TEXT UNDER STUDY:
·····

Linking this formal experimentation with undeniably vigorous fiction, Francisca is Oliveira's masterpiece. In Francisca, a grandiose synthesis of literary, musical, and pictorial materials, a tellurian identification is revealed which is the origin of desire, fear, guilt, and perdition—the principle themes of Oliveira. After all, such an identification echoes an entire culture which, at its best, transcends a tormented pessimism and bitter irony, though it retains only the consolation of melancholy. This culture is Portuguese and Oliveira is its filmmaker.
What is truly amazing about Oliveira is that he scripted and directed one film per year through the 1990s—quite an accomplishment for an octogenarian/nonagenarian. His 1999 film, A Carta, a contemporary updating of Madame de Lafayette's seventeenth-century novel La Princesse de Cleves, is the story of a young married beauty of noble background and her plight upon finding herself attracted to another. Here, Oliveira acutely examines the eternal conflict between desire and honor, carnality and spirituality, and what is temporary and what is lasting. Various characters die, and the filmmaker ruminates on the impact of death, and how those who have passed on are remembered by those who remain. As with his other work, Oliveira fills the film with long, lingering takes that allow the viewer to observe what is on the screen, which serves as the filmmaker's canvas. Those less patient may feel that A Carta is too slow-moving; those more diligent will find views and ideas that are well worth pondering.

·····

MATERIAL SHOWN:

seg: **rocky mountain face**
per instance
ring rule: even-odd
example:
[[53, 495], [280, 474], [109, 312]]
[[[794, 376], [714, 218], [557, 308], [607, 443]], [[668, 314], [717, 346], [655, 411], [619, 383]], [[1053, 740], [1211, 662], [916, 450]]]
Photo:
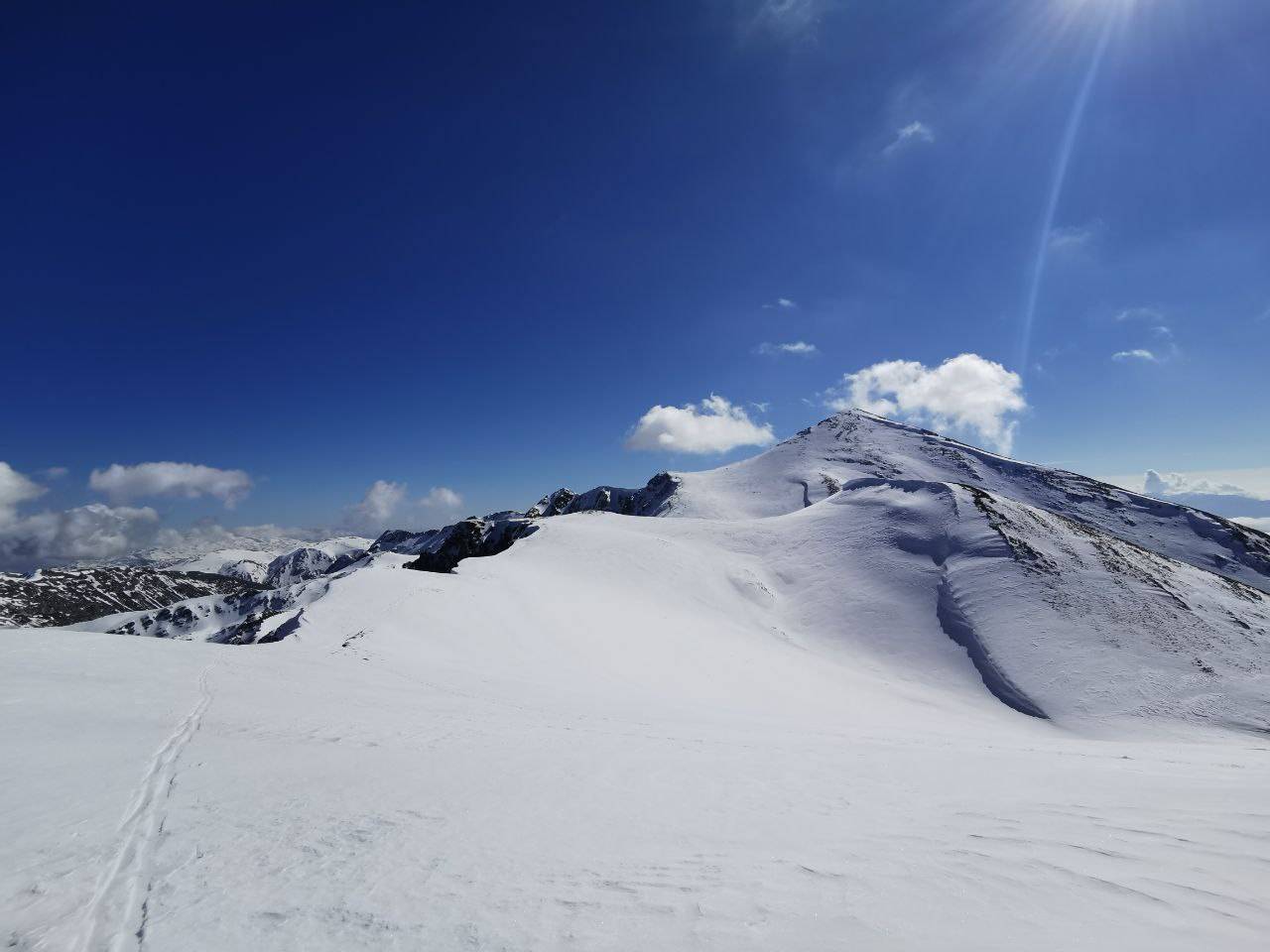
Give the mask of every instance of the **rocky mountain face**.
[[325, 580], [264, 592], [192, 598], [155, 612], [110, 617], [104, 630], [114, 635], [212, 641], [222, 645], [267, 645], [296, 631], [305, 605], [326, 594]]
[[265, 567], [264, 584], [277, 589], [340, 571], [366, 555], [366, 539], [345, 537], [302, 546], [278, 556]]
[[44, 569], [0, 574], [0, 627], [75, 625], [117, 612], [160, 608], [203, 595], [259, 590], [244, 579], [157, 569]]
[[375, 539], [370, 551], [418, 556], [405, 567], [418, 571], [448, 572], [464, 559], [491, 556], [505, 551], [517, 539], [530, 536], [540, 519], [572, 513], [606, 512], [620, 515], [663, 515], [678, 480], [659, 472], [641, 489], [596, 486], [585, 493], [558, 489], [542, 496], [526, 512], [505, 510], [425, 532], [391, 529]]
[[[599, 534], [613, 526], [560, 519], [588, 512], [662, 517], [704, 537], [724, 533], [729, 550], [749, 546], [772, 576], [752, 583], [747, 575], [738, 592], [766, 611], [773, 592], [790, 590], [775, 630], [832, 632], [876, 612], [894, 625], [903, 603], [900, 614], [913, 616], [903, 625], [918, 631], [932, 612], [940, 637], [965, 652], [983, 685], [1024, 713], [1068, 716], [1071, 692], [1054, 685], [1072, 671], [1081, 685], [1106, 682], [1097, 703], [1109, 706], [1116, 687], [1106, 671], [1123, 664], [1105, 659], [1133, 655], [1137, 670], [1158, 670], [1152, 678], [1170, 685], [1167, 703], [1152, 702], [1160, 710], [1261, 722], [1251, 713], [1255, 692], [1246, 675], [1270, 651], [1270, 538], [859, 411], [831, 416], [751, 459], [658, 473], [641, 489], [559, 489], [523, 513], [425, 532], [394, 529], [364, 551], [352, 543], [338, 553], [304, 547], [269, 565], [271, 593], [196, 598], [116, 619], [110, 630], [231, 644], [277, 640], [295, 631], [329, 585], [363, 567], [447, 574], [558, 520]], [[549, 534], [569, 537], [554, 528]], [[1034, 637], [1020, 638], [1020, 631]], [[888, 635], [884, 651], [895, 644]], [[1246, 696], [1222, 687], [1223, 678]]]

·····

ACTIVITY 1: Render this sentence from the passage on Oliveira's films into French: "This culture is Portuguese and Oliveira is its filmmaker."
ACTIVITY 2: According to the passage on Oliveira's films, which novel does A Carta update?
ACTIVITY 3: Pick up the passage on Oliveira's films after its final sentence and carry it forward.

RESULT 1: Cette culture est portugaise et Oliveira en est le cinéaste.

RESULT 2: Madame de Lafayette's seventeenth-century novel La Princesse de Cleves.

RESULT 3:
Perhaps Oliveira's most revealing late-1990s film is Viagem ao principio do mundo, a poignant, thoughtful road movie. Oliveira tells the story of a wise, aging filmmaker named Manoel (an elderly looking and aptly cast Marcello Mastroianni, in one of his final screen appearances), who remembers his past while traveling by car with several associates and stopping at different sites. The character Manoel surely speaks for the octogenarian filmmaker when he observes, "The mind is fine, but the wrapping deteriorates." And the character mirrors his creator in that his mind is forever active, and he is constantly thinking, recollecting, and philosophizing. "I am over the hill," the on-screen Manoel observes. "I am lame and old. . . I am not a masochist, but I remember when I was an innocent child." Later on, he poetically notes, "Memory is a landslide in a dreaming heart." Oliveira fills the film with subjective shots of the countryside as it appears from the car window; these images serve to offer a view of Manoel's world as seen by Manoel. But the filmmaker is not the lone sage character. One of Manoel's companions reflects Oliveira's worldview when noting, "Life is what it is, and death never fails."
Viagem ao principio do mundo is a meditation on the essence of life. It is crammed with wisdom regarding memory and the past, youth and old age, women and the nature of physical attraction, transgression and admitting transgressions, and, most touchingly, the passing of time and life's transitions.